§ Provided text
··········

Conversations with small publishers: Inkerman & Blunt
This week we interview three small presses about why they started their project, and what exciting projects they have in the works. Here, Donna Ward tells us about Inkerman & Blunt.
And suddenly you know: It’s time to start something new and trust the magic of beginnings. — Meister Eckhart
What were your reasons for establishing Inkerman & Blunt?
I have a passion for creating beautiful books of exceptional ideas written exquisitely. I love reading those kinds of books and I have discovered I’m irritable if I’m not making them. I began making books in 2004. I created a poetry anthology, The Weighing of the Heart: An Anthology of Emerging West Australian Poets, I edited Maree Dawes’ collection of poems in the voices of Picasso’s women, Women of the Minotaur, and also established indigo, the journal of Western Australian creative writing. I tried to retire from publishing when I returned to Melbourne in 2011, but after a year or so it became unbearable and I had to return to doing what I love doing most, so I established Inkerman & Blunt.

··········

§ Source excerpt
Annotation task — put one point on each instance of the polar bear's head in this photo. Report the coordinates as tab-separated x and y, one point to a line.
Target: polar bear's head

··········

§ Stated task 1
Answer these questions using the Inkerman & Blunt interview:
(a) In what year did Donna Ward begin making books?
(b) What journal did she establish?
(c) To which city did she return in 2011?
§ Stated task 2
Can you write the next part of the Inkerman & Blunt interview, picking up after its final sentence?
The listing has nothing to do with the Inkerman & Blunt interview.

§ Written reply 1
(a) 2004
(b) indigo, the journal of Western Australian creative writing
(c) Melbourne

§ Written reply 2
But my irritability is not the only reason I’m involved in publishing. First and last, I believe that publishing is a political act, though what is published might not seem political. When we write persuasively we create a world with characters who take carriage of potent ideas, when we explore what concerns us with words of clarity and conviction we influence people. I believe every one of Inkerman & Blunt’s publications will change the world, even if only in a quiet way, on a silent Sunday afternoon when you are sitting on your couch with a cup of fragrant tea.
With such a grand philosophy you might be surprised that, at the moment, I intend to publish only two books a year: two fine books a year, two books that will affect the world in some way, two books that will allow me to have a slower life than I have had in the past. After all, this is my retirement. But then, this is my retirement and I am discovering that my retirement is a very busy time – there may be more than two books in any year in the near future.
What has been most challenging, and most rewarding, since you’ve made this decision?
Success is the most rewarding yet most challenging thing that can happen to anyone, and both have happened since I established Inkerman & Blunt. Our first publication, Australian Love Poems, edited by Mark Tredinnick, is an outstanding success and was, simultaneously, an exceptional challenge.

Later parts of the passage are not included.